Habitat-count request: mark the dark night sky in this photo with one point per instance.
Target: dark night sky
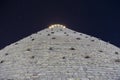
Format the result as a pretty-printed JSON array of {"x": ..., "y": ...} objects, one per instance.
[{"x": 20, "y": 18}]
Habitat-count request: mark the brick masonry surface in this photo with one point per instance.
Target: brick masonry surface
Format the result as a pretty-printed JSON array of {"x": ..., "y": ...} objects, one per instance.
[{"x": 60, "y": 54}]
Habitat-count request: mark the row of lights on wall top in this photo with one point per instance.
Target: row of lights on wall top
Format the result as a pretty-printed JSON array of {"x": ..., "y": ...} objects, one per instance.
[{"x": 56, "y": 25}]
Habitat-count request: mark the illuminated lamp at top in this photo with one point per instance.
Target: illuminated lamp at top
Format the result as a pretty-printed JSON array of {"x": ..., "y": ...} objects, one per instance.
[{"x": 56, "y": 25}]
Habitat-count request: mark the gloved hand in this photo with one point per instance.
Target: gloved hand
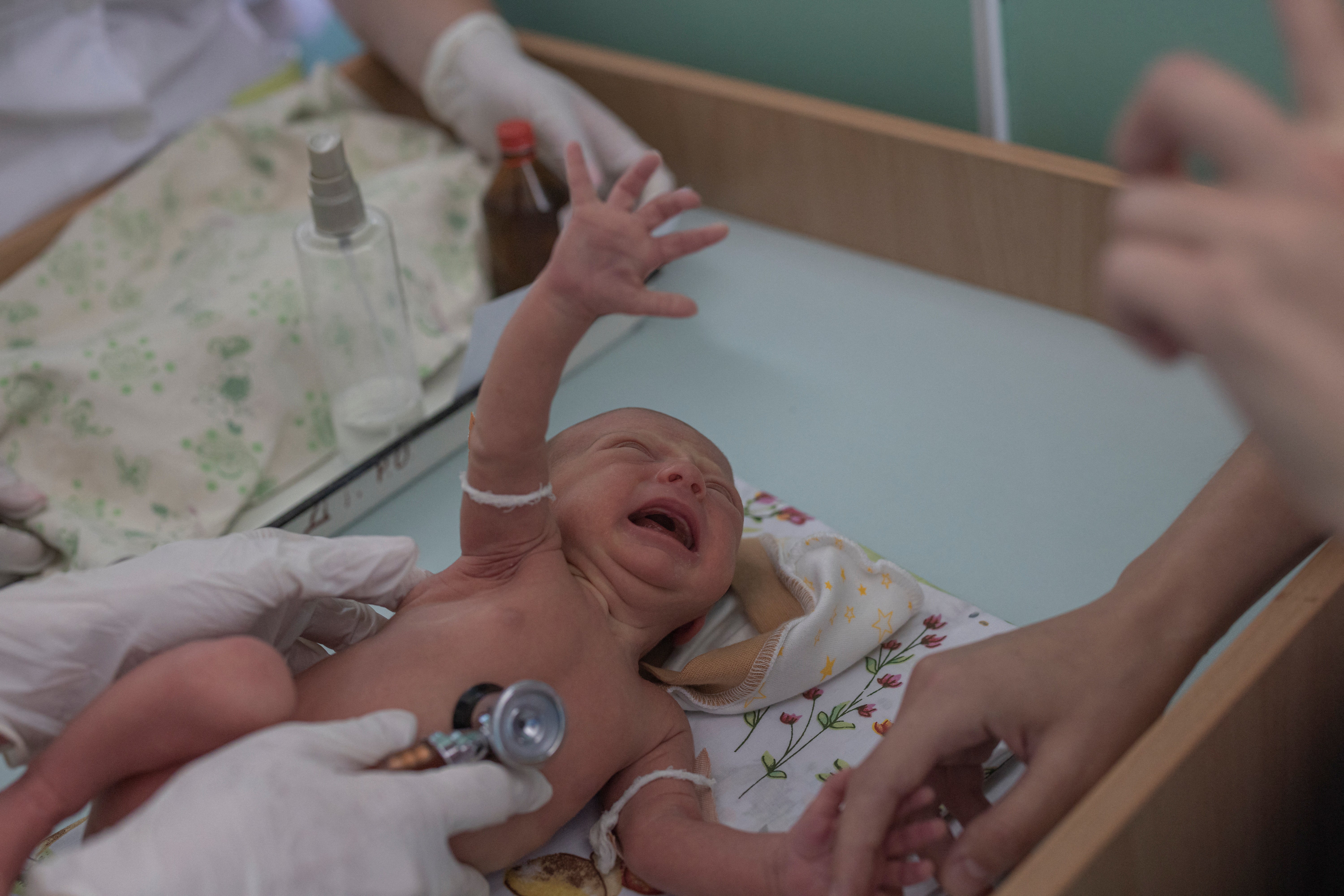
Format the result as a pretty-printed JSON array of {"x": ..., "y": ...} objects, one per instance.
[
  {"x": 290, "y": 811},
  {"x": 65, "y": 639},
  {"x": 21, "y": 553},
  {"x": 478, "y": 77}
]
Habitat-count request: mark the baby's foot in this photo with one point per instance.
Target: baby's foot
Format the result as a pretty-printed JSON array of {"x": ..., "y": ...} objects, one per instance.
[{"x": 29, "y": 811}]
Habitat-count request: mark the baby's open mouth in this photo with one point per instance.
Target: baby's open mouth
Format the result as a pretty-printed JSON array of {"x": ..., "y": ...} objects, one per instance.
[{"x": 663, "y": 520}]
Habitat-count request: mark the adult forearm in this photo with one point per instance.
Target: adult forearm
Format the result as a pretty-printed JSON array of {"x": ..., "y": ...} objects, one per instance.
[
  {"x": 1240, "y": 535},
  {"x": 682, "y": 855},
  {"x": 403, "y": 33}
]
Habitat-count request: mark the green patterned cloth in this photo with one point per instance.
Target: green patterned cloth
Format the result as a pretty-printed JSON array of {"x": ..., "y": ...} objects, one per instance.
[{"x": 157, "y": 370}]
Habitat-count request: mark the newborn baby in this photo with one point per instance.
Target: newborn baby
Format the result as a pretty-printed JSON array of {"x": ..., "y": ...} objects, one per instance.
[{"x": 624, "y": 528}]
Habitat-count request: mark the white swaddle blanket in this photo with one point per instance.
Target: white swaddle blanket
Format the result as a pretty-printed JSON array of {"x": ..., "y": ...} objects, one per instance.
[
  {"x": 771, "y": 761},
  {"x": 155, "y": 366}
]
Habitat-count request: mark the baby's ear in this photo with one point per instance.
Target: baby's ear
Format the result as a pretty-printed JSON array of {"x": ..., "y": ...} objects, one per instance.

§

**Requirement:** Render all of the data above as a JSON list of strings, with one string for each line and no blank lines. Omit the pictures from your output.

**Task answer:**
[
  "Habitat-count request: mark the dark night sky in this photo with one point per instance.",
  "Target: dark night sky",
  "Format the result as a pretty-printed JSON array of {\"x\": ..., \"y\": ...} objects, one per instance.",
  "[{\"x\": 20, \"y\": 18}]",
  "Habitat-count request: mark the brick masonry surface in this photo with one point per instance.",
  "Target: brick masonry surface",
  "Format the result as a pretty-printed JSON array of {\"x\": ..., \"y\": ...} objects, one per instance.",
  "[{\"x\": 60, \"y\": 54}]",
  "Habitat-count request: mark the row of lights on wall top in this photo with one point per instance.",
  "Target: row of lights on wall top",
  "Format the result as a pretty-printed JSON array of {\"x\": ..., \"y\": ...} objects, one per instance.",
  "[{\"x\": 56, \"y\": 25}]",
  "Habitat-count request: mark the illuminated lamp at top in this photo with one point per instance.",
  "Target: illuminated lamp at top",
  "Format the result as a pretty-printed JSON array of {\"x\": ..., \"y\": ...} objects, one per instance.",
  "[{\"x\": 56, \"y\": 25}]",
  "Habitat-count request: mark the gloved hand in this photo with one point per instance.",
  "Target: gloved hand",
  "Format the result as a pretty-printed JSON array of {\"x\": ..., \"y\": ...} objects, one per instance.",
  "[",
  "  {\"x\": 290, \"y\": 811},",
  "  {\"x\": 65, \"y\": 639},",
  "  {\"x\": 21, \"y\": 553},",
  "  {\"x\": 478, \"y\": 77}",
  "]",
  "Habitat-count request: mark the baby's foot in this photo with one point per instance.",
  "Target: baby's foot",
  "Format the result as a pretty-printed JSON array of {\"x\": ..., \"y\": ...} objects, one per instance.",
  "[{\"x\": 29, \"y\": 811}]",
  "Habitat-count request: mark the baby's open mouth in this photo with one point per instance.",
  "Target: baby's open mouth",
  "Format the result as a pretty-printed JSON array of {\"x\": ..., \"y\": ...} objects, one per instance.",
  "[{\"x\": 663, \"y\": 520}]",
  "Habitat-count request: mark the adult forearm in this photo with one point per instance.",
  "Target: adult forearm",
  "Format the result as a pretty-printed JSON array of {\"x\": ..., \"y\": ...} objects, one per instance.",
  "[",
  "  {\"x\": 1240, \"y\": 535},",
  "  {\"x\": 682, \"y\": 855},",
  "  {\"x\": 403, \"y\": 33}",
  "]",
  "Habitat-count request: mark the green patterned cloth in this photo with one point per instance.",
  "Target: green patterned cloth",
  "Format the result as a pretty-printed JSON array of {\"x\": ..., \"y\": ...} objects, one per instance.",
  "[{\"x\": 157, \"y\": 370}]",
  "Habitat-count request: mark the newborn baby in this photo with one point per instance.",
  "Target: newborn baby",
  "Format the result as a pretty-printed JSON array of {\"x\": ..., \"y\": ...} objects, one per instance.",
  "[{\"x\": 624, \"y\": 528}]",
  "Habitat-count request: mark the white swaddle blanket in this photo with one point per instance.",
  "Target: white swaddle blanket",
  "Format the result as a pretty-printed JSON array of {\"x\": ..., \"y\": ...} objects, one per instance.",
  "[",
  "  {\"x\": 771, \"y\": 761},",
  "  {\"x\": 155, \"y\": 366}",
  "]",
  "Habitat-count request: mark the baby's ear in this photo with one point per instance.",
  "Target: baby's ear",
  "Format the result as a pretty-printed JSON array of {\"x\": ..., \"y\": ...} objects, one per instance."
]